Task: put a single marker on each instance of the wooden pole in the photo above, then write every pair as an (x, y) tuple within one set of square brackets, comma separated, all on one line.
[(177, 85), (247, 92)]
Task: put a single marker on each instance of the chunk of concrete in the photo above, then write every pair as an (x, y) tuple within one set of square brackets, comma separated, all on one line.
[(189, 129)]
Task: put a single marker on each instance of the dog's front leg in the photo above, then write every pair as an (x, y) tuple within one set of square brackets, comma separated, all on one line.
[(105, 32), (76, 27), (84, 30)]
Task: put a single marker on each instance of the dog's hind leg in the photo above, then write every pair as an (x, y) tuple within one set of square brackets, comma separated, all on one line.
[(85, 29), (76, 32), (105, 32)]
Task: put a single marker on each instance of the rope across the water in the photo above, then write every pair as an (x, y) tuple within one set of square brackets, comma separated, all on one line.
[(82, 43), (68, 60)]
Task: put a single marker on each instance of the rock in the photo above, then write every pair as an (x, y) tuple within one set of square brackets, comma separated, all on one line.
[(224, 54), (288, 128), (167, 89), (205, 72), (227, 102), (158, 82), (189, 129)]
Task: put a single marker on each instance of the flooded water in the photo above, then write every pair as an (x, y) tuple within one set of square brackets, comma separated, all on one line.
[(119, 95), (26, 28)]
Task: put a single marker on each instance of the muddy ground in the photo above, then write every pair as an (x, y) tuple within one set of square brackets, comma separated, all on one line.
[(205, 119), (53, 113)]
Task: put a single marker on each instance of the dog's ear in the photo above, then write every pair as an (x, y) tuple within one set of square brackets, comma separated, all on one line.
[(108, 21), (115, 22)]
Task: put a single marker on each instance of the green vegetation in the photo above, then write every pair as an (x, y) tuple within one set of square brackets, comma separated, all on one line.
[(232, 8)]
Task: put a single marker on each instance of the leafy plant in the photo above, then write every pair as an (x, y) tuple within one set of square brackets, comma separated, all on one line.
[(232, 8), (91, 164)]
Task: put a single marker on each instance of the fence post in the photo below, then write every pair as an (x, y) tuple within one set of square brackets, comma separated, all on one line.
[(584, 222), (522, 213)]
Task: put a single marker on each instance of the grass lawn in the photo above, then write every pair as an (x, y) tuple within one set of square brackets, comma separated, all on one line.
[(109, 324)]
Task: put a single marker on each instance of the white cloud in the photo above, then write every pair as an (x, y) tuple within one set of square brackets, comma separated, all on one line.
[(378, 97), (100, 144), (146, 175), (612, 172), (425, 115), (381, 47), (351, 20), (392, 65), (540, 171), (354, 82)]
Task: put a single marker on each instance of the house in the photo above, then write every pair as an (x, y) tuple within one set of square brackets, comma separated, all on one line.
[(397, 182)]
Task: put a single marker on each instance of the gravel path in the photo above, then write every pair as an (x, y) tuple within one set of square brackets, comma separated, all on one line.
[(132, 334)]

::::::

__Problem description__: Could you copy the listing above word for word?

__Output of the exercise__:
Task: put a single marker on each instance of the wooden pole in the photo above, then write every pair as an (x, y) tuple within one set of square brackets, comma separated, all on one line.
[(177, 85), (247, 92)]
Task: put a single marker on each instance of the chunk of concrete in the photo above, then write every pair as an (x, y) tuple within one set of square brackets, comma separated, all on one line.
[(189, 129)]
Task: put a single marker on each instance of the dog's front leg in the photo above, then write every pair as an (x, y) tuple within one set of square brackets, comma separated, all on one line.
[(105, 32), (76, 27), (84, 30)]
Task: put a single marker on each instance of the dog's hind leg in the photo above, then write every pair as an (x, y) tuple within one set of square brackets, comma separated, all on one line.
[(85, 29), (76, 32), (105, 32)]
Task: put a single marker on each instance of the rope across the water in the photo above, then write every pair as an (x, y) tuple within one set of square brackets, comma separated, all on one line.
[(82, 43), (68, 60)]
Task: put a single marker on each instance of the rock in the photo above, then write every pair as an (x, y) tuple within one set of square brackets, comma separated, all on one line.
[(224, 54), (288, 128), (167, 89), (205, 72), (227, 102), (158, 82), (189, 129)]
Task: put a single marker on each instance of the flooded water in the photo above, then write every pair as an (x, y) tuple within one set of square brackets, comma separated, all on one line.
[(119, 95), (26, 28)]
Task: put a single marker on each instance of the muddy ground in the photo above, then write every pair as an (x, y) tuple within one set of square brackets, comma separated, all on one line.
[(205, 119), (53, 113)]
Task: put a single marker on each instance of the dog's ear in the photo above, then write every pair as an (x, y) tuple within one set of square brackets, comma separated, all on one line.
[(108, 21), (115, 22)]
Task: put a single marker on each instance of the green vegetation in the photo above, then write every pair as an (x, y) tuple within one set of square brackets, comma separated, all on one line.
[(232, 8)]
Task: put a single marker on each instance of the leafy plant in the photo above, then write every pair as an (x, y) tuple within one set of square brackets, comma separated, all on one line.
[(232, 8), (91, 164)]
Task: put a single marker on each instance of the fence post in the photo below, then write every pair as an (x, y) tuple within one set of square brackets, comma separated, all on one line.
[(584, 222), (522, 213)]
Task: put a single marker on each instance of the grass lawn in the photo above, then write every pair as an (x, y) tuple within one set of square brackets, comma separated, all on one line.
[(109, 324)]
Task: put a single marker on each instance of the white cloud in the photo above, then write every pair as an (x, y) tuple within one set of square brackets, comma separated, all on one line.
[(378, 97), (100, 144), (146, 175), (612, 172), (425, 115), (381, 47), (351, 20), (392, 65), (540, 171), (354, 82)]
Task: put a single marker on each instance of the house in the photo above, then write every pair as an (x, y) tuple within one set of square brackets, comma separated, all on one line.
[(397, 182)]
Task: put a single marker on each instance of the gravel path in the photo above, then write every pair as an (x, y) tuple within one set of square brackets, comma separated, all on one line.
[(132, 334)]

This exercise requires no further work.